> _Passage shown_:
◆ ◆ ◆ ◆ ◆

Libreboot left the GNU project - chippy
https://libreboot.org/gnu/
======
lettergram
I mean, I'm just going to come out and say it - unless there are emails or
something it's got to be hard for the FSF or the employee to make any sort of
claims.

If there is not a lawsuit this probably shouldn't even be a thing.

The libreboot founder wrote:

> Libreboot is not part of GNU or FSF anymore. I hereby denounce both GNU and
> FSF. Long live the LGBT community, and long live the free software movement.
> Meanwhile, FSF and GNU can both go fuck themselves.

To be honest, because I see no evidence - just a bunch of pointing fingers,
this seems super unprofessional and possibly just downright defamation on the
part of libreboot. Now if evidence is provided I'd be happy to change my mind,
but overall this seems pretty childish.

Some of the Reddit comments:

> Having had interactions with this particular developer before, they are a
> very ...impulsive individual and given to extreme snap judgements and
> opinions (banning discussion of using any *BSD with Libreboot on the IRC
> channel for the project because BSD isn't "free enough" comes to mind).

◆ ◆ ◆ ◆ ◆

> _Dataset section_:
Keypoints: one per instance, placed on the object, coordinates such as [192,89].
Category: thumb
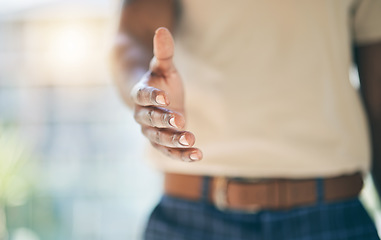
[163,49]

◆ ◆ ◆ ◆ ◆

> _Stated task A_:
Answer these questions from the Libreboot thread:
(i) What does the founder's quoted statement say Libreboot is no longer part of?
(ii) Without evidence, what two things does the commenter say the founder's statement possibly amounts to?
(iii) According to the quoted Reddit comment, what discussion was banned on the project's IRC channel?
> _Stated task B_: List every distinct acronym in the Libreboot thread, not counting the web address.
> _Stated task C_: Carry on the Libreboot thread from its last line.
The listing comes from a separate source and has no connection to the Libreboot thread.

> _Response A_:
(i) GNU or FSF.
(ii) Something super unprofessional and possibly downright defamation on the part of Libreboot.
(iii) Discussion of using any *BSD with Libreboot.

> _Response B_: FSF, GNU, LGBT, IRC, BSD

> _Response C_:
> This reaction doesn't really surprise me, regardless of however accurate it
> may or may not be (and I lean more towards giving the FSF the benefit of the
> doubt here)

Then there's another who supposedly knows the people involved:

> Leah has psychological problems. Don't let that be reflective of the
> majority in the Free Software Community. It is certainly a risk to the
> LibreBoot project. The problem is she is the primary person behind
> LibreBoot. It's a good project otherwise.

> I know Leah and I know the people accused. Leah's statements are without
> merit and twisted into things because she is mad. She has a clear history of
> making false and/or misleading statements against people and organizations
> she perceives to have wronged her."

Again, because there is no evidence this seems to just be a way to punish FSF
because someone got mad.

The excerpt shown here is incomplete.